▶ [Text passage]:

* * *

Scientific classification
- Kingdom: Animalia
- Phylum: Chordata
- Class: Aves
- Order: Musophagiformes
- Family: Musophagidae
- Genus: Tauraco
- Species: T. persa
- Binomial name: Tauraco persa (Linnaeus, 1758)
- Synonyms: Cuculus persa Linnaeus, 1758

= Guinea turaco =

- Genus: Tauraco
- Species: persa
- Authority: (Linnaeus, 1758)
- Conservation status: LC
- Synonyms: Cuculus persa Linnaeus, 1758

Species of bird

The Guinea turaco (Tauraco persa), also known as the green turaco or green lourie, is a species of turaco, a group of African otidimorph birds. It formerly included the Livingstone's, Schalow's, Knysna, black-billed and Fischer's turacos as subspecies.

* * *

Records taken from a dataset

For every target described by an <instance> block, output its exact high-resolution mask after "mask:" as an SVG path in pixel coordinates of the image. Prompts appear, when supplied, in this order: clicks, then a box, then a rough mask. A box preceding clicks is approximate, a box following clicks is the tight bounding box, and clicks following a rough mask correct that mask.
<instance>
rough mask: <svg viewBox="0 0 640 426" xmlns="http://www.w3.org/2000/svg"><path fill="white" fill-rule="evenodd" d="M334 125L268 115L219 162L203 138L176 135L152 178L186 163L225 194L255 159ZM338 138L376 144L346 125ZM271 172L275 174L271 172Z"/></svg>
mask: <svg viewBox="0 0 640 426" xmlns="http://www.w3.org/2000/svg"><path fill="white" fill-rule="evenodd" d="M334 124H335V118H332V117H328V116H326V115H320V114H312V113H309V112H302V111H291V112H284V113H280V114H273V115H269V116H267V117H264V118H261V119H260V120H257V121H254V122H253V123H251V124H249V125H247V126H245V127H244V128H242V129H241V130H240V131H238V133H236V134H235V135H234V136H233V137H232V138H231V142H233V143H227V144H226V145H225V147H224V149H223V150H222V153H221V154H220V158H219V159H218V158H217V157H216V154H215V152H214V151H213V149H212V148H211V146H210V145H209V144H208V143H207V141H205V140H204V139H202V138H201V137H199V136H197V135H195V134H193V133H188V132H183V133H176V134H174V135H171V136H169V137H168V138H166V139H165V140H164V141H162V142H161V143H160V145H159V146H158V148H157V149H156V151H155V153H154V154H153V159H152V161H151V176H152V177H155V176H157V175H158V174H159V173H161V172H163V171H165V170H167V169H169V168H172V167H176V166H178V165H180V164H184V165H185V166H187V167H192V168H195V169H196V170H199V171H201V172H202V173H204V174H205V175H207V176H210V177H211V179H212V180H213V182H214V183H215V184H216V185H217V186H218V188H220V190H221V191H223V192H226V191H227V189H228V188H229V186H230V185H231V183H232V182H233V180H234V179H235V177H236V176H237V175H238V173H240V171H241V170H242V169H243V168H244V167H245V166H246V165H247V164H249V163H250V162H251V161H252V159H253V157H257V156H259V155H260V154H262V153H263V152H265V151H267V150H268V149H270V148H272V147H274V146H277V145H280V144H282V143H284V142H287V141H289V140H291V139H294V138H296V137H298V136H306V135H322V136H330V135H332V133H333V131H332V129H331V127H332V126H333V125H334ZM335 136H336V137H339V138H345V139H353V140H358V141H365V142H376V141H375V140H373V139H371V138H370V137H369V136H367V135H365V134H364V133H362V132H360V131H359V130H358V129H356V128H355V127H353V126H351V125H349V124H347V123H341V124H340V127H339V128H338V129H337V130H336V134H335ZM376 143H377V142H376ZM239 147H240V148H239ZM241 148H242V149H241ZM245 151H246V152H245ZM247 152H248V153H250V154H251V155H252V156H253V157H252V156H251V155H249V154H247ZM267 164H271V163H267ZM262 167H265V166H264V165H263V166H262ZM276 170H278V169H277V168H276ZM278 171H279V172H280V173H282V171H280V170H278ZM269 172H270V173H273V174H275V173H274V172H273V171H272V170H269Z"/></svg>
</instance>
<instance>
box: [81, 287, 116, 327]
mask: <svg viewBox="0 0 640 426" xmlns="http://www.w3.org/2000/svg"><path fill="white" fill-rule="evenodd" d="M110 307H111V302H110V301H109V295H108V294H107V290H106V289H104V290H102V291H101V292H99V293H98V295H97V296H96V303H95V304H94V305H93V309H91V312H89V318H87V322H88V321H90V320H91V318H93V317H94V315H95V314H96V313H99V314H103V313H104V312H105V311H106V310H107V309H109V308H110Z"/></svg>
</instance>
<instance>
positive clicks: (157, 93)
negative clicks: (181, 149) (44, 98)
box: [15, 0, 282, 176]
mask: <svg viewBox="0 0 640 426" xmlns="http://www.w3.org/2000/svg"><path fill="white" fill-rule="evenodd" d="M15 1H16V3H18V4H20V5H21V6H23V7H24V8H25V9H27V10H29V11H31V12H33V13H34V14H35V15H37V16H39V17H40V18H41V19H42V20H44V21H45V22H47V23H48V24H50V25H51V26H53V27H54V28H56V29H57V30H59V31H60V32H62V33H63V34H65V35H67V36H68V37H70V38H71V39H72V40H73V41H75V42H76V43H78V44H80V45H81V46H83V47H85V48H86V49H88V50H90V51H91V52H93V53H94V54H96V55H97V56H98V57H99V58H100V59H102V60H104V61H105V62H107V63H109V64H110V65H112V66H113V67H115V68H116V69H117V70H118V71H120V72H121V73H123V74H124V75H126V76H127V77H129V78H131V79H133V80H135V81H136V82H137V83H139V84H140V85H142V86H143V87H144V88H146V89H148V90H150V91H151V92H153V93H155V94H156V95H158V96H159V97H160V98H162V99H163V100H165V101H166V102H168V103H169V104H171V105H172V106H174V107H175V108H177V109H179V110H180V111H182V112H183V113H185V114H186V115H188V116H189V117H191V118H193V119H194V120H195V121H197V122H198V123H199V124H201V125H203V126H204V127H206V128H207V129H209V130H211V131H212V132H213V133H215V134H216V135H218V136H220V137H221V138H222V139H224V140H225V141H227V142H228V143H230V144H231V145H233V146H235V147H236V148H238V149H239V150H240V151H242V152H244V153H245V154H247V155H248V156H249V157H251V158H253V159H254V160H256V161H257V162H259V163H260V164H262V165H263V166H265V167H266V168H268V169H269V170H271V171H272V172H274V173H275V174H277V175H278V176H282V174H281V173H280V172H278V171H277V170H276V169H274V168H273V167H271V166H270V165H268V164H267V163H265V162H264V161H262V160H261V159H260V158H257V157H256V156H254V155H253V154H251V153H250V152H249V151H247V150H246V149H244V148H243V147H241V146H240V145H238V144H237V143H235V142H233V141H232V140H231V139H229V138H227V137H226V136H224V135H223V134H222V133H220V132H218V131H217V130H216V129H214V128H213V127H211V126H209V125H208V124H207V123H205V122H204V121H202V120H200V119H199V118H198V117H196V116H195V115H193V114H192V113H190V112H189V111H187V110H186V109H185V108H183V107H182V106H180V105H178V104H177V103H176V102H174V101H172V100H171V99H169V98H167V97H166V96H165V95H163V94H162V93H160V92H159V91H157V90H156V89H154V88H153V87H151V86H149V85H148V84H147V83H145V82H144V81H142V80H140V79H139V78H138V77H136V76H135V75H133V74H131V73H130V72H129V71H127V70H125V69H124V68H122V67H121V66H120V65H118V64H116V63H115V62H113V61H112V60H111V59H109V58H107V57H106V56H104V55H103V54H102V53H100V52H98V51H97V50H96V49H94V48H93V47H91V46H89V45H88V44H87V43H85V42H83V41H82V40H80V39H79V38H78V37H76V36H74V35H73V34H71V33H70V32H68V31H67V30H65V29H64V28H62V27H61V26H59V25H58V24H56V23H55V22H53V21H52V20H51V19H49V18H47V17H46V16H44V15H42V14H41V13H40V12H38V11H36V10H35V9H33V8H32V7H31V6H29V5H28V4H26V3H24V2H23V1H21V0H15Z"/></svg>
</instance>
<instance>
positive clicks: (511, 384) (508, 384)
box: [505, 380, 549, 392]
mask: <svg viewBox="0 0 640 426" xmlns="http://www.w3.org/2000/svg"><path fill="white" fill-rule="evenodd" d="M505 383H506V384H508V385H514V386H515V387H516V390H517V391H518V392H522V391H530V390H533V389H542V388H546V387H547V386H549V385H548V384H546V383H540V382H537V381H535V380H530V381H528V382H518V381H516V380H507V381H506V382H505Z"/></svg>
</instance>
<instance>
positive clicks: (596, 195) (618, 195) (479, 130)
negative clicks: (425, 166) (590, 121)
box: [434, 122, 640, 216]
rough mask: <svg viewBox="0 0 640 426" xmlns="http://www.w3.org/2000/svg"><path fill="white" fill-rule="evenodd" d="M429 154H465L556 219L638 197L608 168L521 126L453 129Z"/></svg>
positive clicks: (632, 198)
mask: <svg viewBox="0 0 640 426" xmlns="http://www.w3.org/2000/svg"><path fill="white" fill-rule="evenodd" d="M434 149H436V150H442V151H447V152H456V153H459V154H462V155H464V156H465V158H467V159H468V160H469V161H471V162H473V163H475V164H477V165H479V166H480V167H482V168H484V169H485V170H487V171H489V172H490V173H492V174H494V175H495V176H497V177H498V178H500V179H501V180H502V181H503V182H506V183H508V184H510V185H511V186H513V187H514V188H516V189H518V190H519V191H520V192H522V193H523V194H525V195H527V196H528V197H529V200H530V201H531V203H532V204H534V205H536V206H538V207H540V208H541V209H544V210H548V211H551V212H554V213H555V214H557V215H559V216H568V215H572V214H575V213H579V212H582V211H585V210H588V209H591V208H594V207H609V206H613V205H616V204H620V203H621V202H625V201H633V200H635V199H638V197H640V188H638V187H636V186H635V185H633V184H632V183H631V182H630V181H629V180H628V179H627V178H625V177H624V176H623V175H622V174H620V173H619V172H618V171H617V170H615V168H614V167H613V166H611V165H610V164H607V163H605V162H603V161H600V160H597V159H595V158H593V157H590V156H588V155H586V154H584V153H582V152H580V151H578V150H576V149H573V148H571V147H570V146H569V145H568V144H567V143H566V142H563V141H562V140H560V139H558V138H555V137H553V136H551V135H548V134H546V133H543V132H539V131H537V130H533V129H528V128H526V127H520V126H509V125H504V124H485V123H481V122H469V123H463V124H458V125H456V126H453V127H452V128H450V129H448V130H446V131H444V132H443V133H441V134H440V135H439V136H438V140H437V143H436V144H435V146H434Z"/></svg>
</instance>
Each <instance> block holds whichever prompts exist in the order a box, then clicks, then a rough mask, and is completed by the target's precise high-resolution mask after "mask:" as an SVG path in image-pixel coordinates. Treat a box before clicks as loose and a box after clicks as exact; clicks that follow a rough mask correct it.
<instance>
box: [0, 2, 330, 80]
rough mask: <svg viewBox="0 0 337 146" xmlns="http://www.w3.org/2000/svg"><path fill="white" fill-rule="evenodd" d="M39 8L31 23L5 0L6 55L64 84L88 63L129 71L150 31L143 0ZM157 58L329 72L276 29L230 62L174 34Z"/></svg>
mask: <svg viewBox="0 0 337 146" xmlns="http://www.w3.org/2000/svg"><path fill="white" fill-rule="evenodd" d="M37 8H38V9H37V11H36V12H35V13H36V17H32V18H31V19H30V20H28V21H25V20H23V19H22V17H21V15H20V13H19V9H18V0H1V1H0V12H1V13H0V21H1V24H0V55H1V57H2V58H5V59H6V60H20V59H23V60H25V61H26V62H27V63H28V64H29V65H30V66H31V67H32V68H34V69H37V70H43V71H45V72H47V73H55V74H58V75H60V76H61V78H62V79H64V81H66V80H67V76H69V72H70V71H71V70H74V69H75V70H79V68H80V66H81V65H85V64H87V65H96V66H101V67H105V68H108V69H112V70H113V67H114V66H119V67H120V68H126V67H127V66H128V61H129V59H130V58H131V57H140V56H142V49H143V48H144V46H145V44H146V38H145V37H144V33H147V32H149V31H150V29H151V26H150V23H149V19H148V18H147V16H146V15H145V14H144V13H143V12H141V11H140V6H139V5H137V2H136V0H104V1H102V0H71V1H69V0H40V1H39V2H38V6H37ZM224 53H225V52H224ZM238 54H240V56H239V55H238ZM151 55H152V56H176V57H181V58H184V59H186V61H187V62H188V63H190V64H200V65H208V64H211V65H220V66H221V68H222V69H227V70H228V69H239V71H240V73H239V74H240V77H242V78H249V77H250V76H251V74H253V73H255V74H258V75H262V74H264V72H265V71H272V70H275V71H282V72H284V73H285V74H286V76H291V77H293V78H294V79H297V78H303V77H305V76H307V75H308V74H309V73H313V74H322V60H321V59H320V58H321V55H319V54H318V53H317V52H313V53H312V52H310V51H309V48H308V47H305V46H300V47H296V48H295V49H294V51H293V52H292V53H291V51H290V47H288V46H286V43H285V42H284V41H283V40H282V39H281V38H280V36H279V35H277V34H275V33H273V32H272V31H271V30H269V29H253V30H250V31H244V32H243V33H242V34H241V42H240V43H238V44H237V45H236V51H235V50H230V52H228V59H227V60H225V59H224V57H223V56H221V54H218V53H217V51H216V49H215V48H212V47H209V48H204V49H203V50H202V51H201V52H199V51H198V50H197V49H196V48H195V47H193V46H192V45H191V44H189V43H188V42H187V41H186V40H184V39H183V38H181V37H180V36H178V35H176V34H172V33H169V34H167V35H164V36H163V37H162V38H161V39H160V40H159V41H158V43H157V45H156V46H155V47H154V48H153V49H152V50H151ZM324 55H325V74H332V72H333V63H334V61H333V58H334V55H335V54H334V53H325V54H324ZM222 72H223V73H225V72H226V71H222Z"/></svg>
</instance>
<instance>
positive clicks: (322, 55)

* * *

▶ [Set of tasks]:
(1) What two other common names does the Guinea turaco passage give for the species?
(2) Carry on the Guinea turaco passage from the point where it stops.
The records stand apart from the Guinea turaco passage.

▶ [Results]:
(1) Green turaco and green lourie.

(2)
==Taxonomy==
The Guinea turaco was formally described by the Swedish naturalist Carl Linnaeus in 1758 in the tenth edition of his Systema Naturae. He placed it together with the cuckoos in the genus Cuculus and coined the binomial name Cuculus persa. The specific epithet is Latin meaning "Persian". Linnaeus based his description on the "Touraco" that had been described and illustrated in 1743 by the English naturalist George Edwards in his A Natural History of Uncommon Birds. Edwards's specimen had been brought to London from Guinea in West Africa. The Guinea turaco is now placed in the genus Tauraco that was introduced in 1779 by the Polish naturalist Jan Krzysztof Kluk.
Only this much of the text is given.